= TEXT BLOCK =
-----

Jury Duty in de Tocqueville’s Time and in the Present

Alexis de Tocqueville was a French aristocrat sent by his country to inspect American penitentiaries during the 1830s.  He dutifully delivered his report, but he also found himself interested in more than penitentiaries.  In Democracy in America (1835), he provided a wide-ranging and to this day highly regarded account of life in the youthful, rambunctious American Republic.  Somewhat surprisingly, de Tocqueville discussed at length the role and function of jury duty.

photo of jury summons

Although de Tocqueville recognized the jury as a “juridical institution,” that is, a body that renders verdicts, he was more interested in the jury as a “political institution.”  He argued that the jury “puts the real control of affairs into the hands of the ruled, or some of them, rather than into those of the rulers.”  The jury was a vehicle through which the citizenry could exercise its sovereignty.

What’s more, jury duty struck de Tocqueville as a “free school.”  “Juries, especially civil juries,” he thought, “instill some of the habits of the judicial mind into every citizen, and just those habits are the very best way of preparing people to be free.”  As a form of “popular education,” jury duty offers practical lessons in the law and teaches jurors their rights under the law.

-----

= WHAT IS NEEDED =
Extend the text on Tocqueville and jury duty past its final sentence. The items that follow are a separate set of material with no connection to the text on Tocqueville and jury duty.

= DATASET EXCERPTS =
-----

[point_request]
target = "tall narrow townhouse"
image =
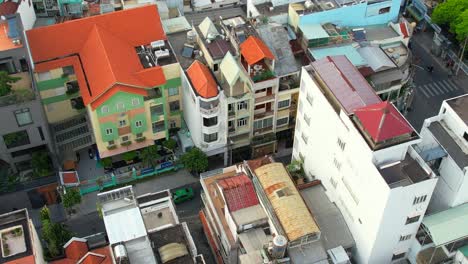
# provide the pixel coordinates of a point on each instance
(258, 62)
(24, 128)
(362, 150)
(207, 110)
(444, 147)
(122, 77)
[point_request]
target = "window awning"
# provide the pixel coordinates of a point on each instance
(447, 226)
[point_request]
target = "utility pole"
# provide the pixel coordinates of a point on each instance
(461, 56)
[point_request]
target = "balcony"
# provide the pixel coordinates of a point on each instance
(409, 171)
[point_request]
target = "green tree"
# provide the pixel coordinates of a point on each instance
(149, 154)
(195, 160)
(170, 144)
(452, 13)
(71, 198)
(5, 82)
(40, 163)
(129, 156)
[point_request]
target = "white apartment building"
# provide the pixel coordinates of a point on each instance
(361, 150)
(444, 147)
(206, 110)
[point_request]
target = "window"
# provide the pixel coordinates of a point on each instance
(284, 103)
(104, 109)
(337, 164)
(310, 99)
(23, 117)
(405, 237)
(120, 106)
(259, 124)
(410, 220)
(419, 199)
(242, 122)
(282, 121)
(212, 121)
(307, 119)
(242, 105)
(173, 91)
(16, 139)
(384, 10)
(68, 70)
(41, 133)
(398, 256)
(174, 106)
(333, 182)
(210, 137)
(341, 143)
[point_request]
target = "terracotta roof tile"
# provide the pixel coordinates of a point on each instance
(202, 80)
(238, 192)
(253, 50)
(382, 121)
(105, 47)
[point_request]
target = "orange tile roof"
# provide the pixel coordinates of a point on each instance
(76, 249)
(253, 50)
(104, 47)
(202, 80)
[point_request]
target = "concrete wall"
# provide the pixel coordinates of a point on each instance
(28, 16)
(362, 14)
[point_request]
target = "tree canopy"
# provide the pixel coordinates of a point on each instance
(454, 14)
(5, 82)
(195, 160)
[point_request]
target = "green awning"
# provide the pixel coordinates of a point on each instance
(447, 226)
(415, 13)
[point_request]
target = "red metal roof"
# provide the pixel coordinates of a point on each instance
(345, 82)
(238, 192)
(202, 80)
(76, 249)
(383, 121)
(105, 45)
(69, 177)
(254, 49)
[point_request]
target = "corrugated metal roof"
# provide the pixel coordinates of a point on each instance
(345, 82)
(448, 226)
(313, 31)
(348, 50)
(293, 214)
(238, 192)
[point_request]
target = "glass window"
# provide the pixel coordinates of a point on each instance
(174, 106)
(284, 103)
(104, 109)
(210, 137)
(282, 121)
(173, 91)
(23, 117)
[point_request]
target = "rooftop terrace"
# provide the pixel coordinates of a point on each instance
(15, 237)
(404, 173)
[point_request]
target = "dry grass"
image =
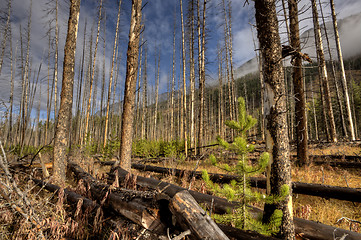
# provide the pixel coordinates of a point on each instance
(327, 211)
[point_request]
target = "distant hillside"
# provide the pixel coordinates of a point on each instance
(350, 37)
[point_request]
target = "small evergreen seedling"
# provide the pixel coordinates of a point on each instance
(240, 190)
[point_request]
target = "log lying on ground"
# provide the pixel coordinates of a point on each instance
(319, 190)
(70, 195)
(191, 216)
(140, 207)
(348, 158)
(338, 164)
(308, 229)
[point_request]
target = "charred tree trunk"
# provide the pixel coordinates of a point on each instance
(66, 100)
(277, 142)
(300, 101)
(126, 134)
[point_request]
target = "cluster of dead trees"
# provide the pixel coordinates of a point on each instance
(275, 117)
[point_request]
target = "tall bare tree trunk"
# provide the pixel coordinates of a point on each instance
(343, 75)
(156, 97)
(300, 101)
(137, 115)
(172, 85)
(333, 74)
(277, 142)
(144, 128)
(12, 69)
(192, 75)
(66, 98)
(314, 111)
(93, 69)
(220, 97)
(80, 86)
(183, 121)
(103, 82)
(7, 30)
(202, 75)
(56, 62)
(230, 49)
(126, 135)
(111, 78)
(323, 72)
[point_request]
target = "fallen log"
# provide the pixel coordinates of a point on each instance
(142, 208)
(70, 195)
(347, 158)
(191, 216)
(339, 164)
(319, 190)
(308, 229)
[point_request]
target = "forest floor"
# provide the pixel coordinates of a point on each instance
(60, 217)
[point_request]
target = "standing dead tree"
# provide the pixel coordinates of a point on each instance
(66, 101)
(126, 134)
(277, 141)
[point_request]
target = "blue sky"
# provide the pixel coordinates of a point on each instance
(159, 20)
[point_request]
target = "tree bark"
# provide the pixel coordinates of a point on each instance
(126, 134)
(183, 121)
(323, 73)
(93, 69)
(343, 75)
(191, 216)
(308, 229)
(66, 100)
(299, 95)
(319, 190)
(277, 142)
(111, 78)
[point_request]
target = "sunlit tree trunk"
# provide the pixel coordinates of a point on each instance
(26, 73)
(333, 74)
(145, 98)
(66, 99)
(277, 142)
(156, 97)
(111, 78)
(56, 62)
(192, 75)
(5, 36)
(93, 69)
(183, 120)
(323, 72)
(172, 86)
(126, 135)
(300, 101)
(343, 75)
(12, 73)
(137, 115)
(220, 101)
(202, 74)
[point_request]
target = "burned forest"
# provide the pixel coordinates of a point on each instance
(180, 119)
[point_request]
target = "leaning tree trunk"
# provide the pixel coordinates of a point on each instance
(66, 98)
(184, 109)
(126, 134)
(111, 79)
(323, 73)
(277, 142)
(343, 76)
(300, 101)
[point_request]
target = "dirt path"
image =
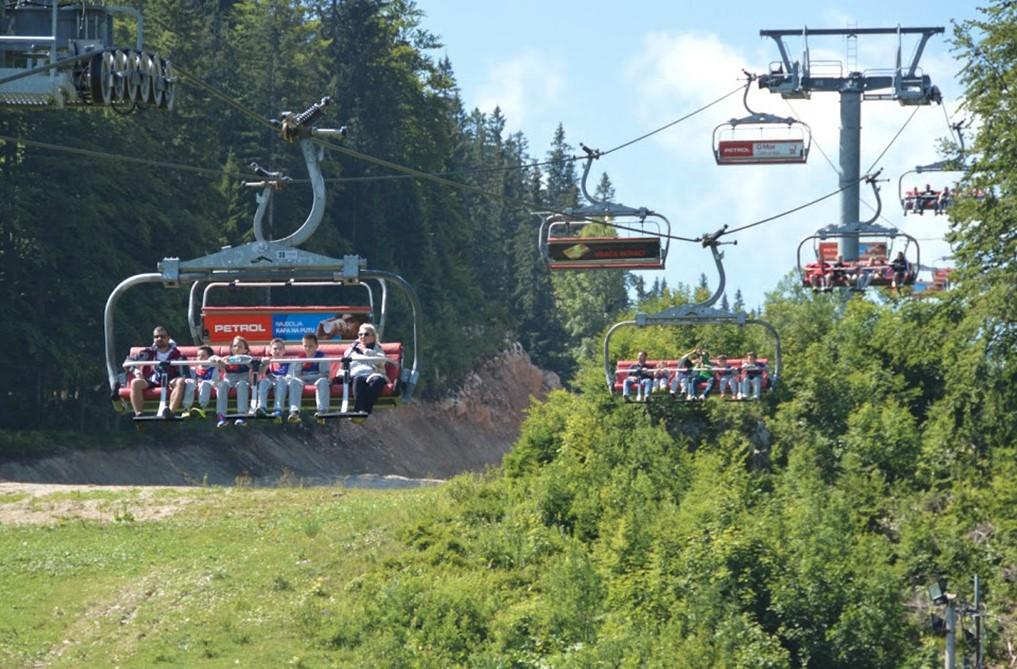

-----

= ANSWER TO THE PROBLEM =
Overall, de Tocqueville was pleased Americans took eagerly to jury duty and felt robust, active juries were extremely important in the success of the nation.  Jury duty, he said, “makes men pay attention to things other than their own affairs” and thereby “combat that individual selfishness which is like rust in society.”

How disappointed de Tocqueville would be learn how people perceive jury duty in the present.  While people who actually serve on juries tend to say their experiences were positive ones, a huge percentage of Americans dread receiving a summons for jury duty and do their best to avoid serving.  Websites such as “How to Get Out of Jury Duty” and “10 Ways to Avoid Jury Duty” are popular.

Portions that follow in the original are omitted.